## What is asked
Update the lines beginning with the line containing "Pinpoint every instance of green utility" and continuing through the line containing "[22,98,62,135]", changing "covered patio" to "roofed patio" and leaving everything else unchanged. Reproduce only those lines.

== == ==

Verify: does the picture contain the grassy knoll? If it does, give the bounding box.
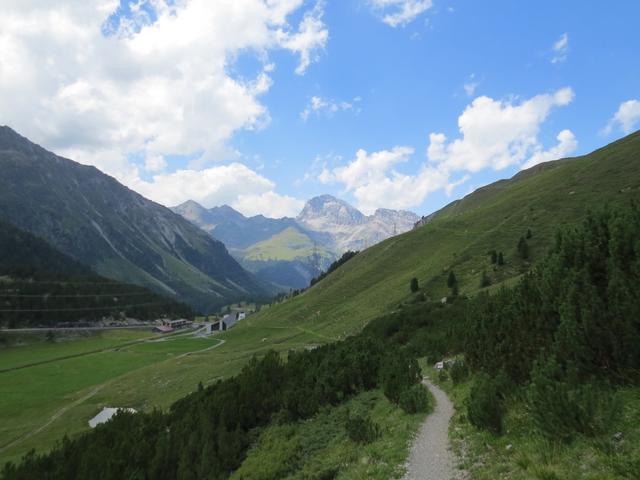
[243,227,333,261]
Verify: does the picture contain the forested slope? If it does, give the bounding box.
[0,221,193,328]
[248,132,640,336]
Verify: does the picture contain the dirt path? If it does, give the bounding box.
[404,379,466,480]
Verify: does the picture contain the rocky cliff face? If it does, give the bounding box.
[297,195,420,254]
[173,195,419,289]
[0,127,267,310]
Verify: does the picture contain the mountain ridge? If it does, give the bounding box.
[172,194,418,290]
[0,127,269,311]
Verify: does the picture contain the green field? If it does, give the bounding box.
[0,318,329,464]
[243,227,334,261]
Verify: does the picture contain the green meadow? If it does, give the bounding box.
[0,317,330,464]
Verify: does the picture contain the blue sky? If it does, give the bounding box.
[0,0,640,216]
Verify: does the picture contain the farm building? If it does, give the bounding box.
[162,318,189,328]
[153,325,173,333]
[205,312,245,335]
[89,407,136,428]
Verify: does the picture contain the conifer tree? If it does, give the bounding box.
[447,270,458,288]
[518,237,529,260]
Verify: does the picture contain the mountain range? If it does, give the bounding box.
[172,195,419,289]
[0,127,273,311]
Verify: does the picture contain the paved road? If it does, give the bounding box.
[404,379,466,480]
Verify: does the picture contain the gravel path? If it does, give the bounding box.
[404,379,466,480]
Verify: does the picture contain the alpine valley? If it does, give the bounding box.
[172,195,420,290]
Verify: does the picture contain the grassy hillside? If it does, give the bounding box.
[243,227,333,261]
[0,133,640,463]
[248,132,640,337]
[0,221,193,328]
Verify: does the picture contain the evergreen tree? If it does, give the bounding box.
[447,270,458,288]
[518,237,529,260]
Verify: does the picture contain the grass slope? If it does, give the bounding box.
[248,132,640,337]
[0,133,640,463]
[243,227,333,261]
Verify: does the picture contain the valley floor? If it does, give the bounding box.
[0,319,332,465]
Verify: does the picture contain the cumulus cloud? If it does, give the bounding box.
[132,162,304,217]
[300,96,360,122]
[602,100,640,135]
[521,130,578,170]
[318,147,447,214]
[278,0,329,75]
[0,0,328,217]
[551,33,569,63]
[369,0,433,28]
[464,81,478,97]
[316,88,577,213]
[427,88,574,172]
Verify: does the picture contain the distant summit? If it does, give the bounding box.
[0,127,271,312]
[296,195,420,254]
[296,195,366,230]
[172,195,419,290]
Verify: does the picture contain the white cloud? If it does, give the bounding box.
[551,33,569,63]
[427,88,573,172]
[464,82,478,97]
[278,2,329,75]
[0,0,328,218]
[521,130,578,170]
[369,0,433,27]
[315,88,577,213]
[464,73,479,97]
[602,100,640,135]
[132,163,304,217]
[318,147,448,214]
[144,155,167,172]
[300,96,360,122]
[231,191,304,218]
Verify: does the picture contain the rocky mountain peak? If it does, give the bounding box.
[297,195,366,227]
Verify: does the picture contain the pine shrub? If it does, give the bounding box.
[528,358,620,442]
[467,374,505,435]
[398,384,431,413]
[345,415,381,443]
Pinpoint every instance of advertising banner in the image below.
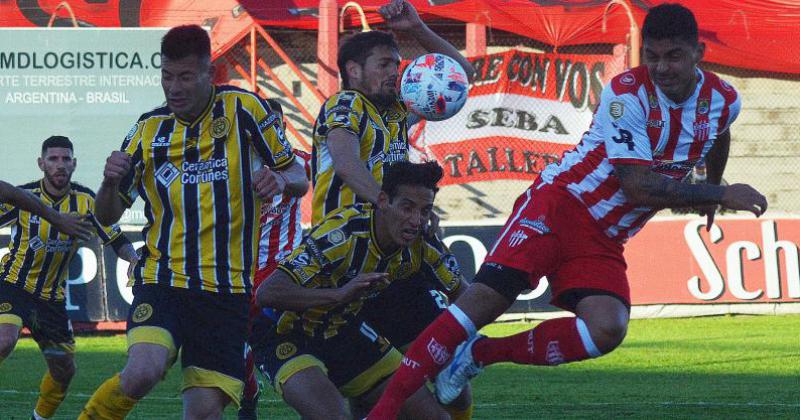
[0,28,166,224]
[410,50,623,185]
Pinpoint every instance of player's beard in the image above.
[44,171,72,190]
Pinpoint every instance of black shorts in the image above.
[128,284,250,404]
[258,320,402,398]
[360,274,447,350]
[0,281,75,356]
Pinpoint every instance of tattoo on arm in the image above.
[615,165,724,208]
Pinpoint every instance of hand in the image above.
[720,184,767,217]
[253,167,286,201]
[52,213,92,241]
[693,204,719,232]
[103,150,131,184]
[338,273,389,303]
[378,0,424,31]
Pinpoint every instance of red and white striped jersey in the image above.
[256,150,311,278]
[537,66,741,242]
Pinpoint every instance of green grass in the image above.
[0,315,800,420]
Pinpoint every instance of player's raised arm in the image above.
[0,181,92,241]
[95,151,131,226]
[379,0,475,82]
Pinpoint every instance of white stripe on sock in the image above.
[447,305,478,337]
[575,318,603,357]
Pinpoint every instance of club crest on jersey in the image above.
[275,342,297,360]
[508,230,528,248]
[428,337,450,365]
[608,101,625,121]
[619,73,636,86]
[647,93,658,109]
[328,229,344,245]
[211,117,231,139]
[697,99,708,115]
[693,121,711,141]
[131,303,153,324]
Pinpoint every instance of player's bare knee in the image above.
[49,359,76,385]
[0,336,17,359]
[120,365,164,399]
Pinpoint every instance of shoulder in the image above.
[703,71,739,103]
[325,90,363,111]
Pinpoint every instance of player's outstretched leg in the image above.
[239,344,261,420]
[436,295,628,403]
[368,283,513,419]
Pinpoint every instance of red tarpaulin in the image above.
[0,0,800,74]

== == ==

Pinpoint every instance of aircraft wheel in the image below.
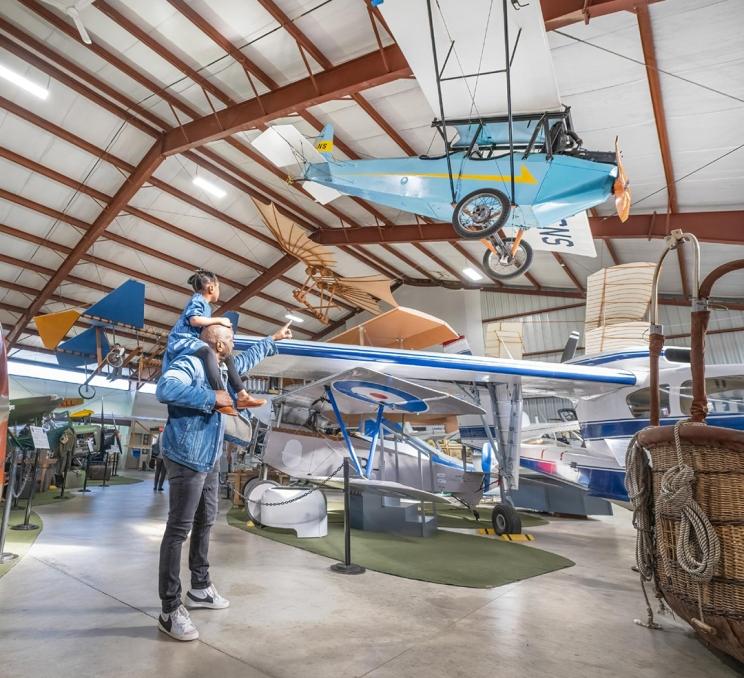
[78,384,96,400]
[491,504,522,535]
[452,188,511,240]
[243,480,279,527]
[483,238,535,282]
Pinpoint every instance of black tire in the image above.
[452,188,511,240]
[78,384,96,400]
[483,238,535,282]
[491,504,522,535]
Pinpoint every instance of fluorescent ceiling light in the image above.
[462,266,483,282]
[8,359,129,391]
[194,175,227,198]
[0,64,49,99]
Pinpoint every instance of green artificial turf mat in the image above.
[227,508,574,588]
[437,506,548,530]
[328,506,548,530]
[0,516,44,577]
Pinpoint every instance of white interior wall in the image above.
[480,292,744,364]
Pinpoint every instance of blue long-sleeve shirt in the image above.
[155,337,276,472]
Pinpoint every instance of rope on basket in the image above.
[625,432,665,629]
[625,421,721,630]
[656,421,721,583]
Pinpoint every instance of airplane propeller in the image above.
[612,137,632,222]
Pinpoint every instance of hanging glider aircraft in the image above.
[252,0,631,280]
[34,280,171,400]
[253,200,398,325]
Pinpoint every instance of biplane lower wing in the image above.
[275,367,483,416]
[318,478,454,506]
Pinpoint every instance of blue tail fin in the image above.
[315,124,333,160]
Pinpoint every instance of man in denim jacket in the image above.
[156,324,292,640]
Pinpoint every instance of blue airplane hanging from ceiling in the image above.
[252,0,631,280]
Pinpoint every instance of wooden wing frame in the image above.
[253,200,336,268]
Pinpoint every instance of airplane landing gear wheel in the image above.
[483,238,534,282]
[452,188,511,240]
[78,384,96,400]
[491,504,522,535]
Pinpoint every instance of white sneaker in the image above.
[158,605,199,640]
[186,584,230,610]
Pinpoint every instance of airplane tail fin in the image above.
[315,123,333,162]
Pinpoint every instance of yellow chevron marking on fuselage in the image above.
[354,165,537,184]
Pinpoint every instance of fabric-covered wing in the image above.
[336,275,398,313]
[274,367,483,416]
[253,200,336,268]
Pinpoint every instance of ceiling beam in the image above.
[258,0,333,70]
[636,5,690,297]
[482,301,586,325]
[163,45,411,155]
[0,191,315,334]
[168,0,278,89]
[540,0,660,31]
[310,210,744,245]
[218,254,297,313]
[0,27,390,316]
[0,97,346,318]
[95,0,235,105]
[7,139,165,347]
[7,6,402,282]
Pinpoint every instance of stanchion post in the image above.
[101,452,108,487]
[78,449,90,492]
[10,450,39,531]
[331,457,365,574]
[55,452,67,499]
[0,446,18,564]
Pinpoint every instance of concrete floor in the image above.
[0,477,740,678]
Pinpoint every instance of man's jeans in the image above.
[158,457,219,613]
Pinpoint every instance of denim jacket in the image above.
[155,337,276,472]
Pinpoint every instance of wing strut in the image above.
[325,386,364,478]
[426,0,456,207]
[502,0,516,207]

== == ==

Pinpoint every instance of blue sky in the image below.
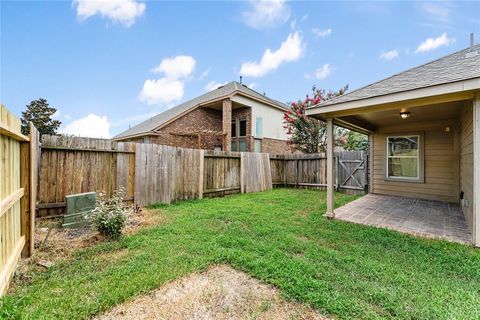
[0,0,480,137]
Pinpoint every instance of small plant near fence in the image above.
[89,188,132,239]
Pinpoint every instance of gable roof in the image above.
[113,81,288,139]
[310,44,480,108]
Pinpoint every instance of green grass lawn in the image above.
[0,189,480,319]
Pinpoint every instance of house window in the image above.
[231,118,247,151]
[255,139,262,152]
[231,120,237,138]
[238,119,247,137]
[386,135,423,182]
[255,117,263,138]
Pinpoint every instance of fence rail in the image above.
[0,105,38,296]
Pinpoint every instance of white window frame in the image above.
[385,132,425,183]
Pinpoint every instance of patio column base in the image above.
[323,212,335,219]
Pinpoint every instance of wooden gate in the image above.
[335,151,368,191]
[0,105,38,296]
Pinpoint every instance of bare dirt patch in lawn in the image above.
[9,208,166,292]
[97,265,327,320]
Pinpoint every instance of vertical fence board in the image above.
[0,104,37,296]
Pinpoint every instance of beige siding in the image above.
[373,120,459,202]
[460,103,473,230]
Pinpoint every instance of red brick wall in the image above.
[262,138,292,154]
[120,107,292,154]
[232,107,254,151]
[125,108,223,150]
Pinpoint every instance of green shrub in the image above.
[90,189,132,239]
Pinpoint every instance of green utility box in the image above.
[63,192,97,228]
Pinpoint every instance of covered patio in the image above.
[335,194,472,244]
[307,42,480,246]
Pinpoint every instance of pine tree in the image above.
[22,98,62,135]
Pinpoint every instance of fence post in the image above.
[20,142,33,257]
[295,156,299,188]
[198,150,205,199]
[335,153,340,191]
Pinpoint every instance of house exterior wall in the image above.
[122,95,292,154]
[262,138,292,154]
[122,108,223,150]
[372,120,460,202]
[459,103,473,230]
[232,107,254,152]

== == ==

## Answer to this exercise
Pinpoint every instance of green utility box in the image above.
[63,192,97,228]
Pinpoint every instance of roofed patio in the image above.
[335,194,472,244]
[307,42,480,246]
Pinpoint every instance of pine tree in the image above.
[22,98,62,135]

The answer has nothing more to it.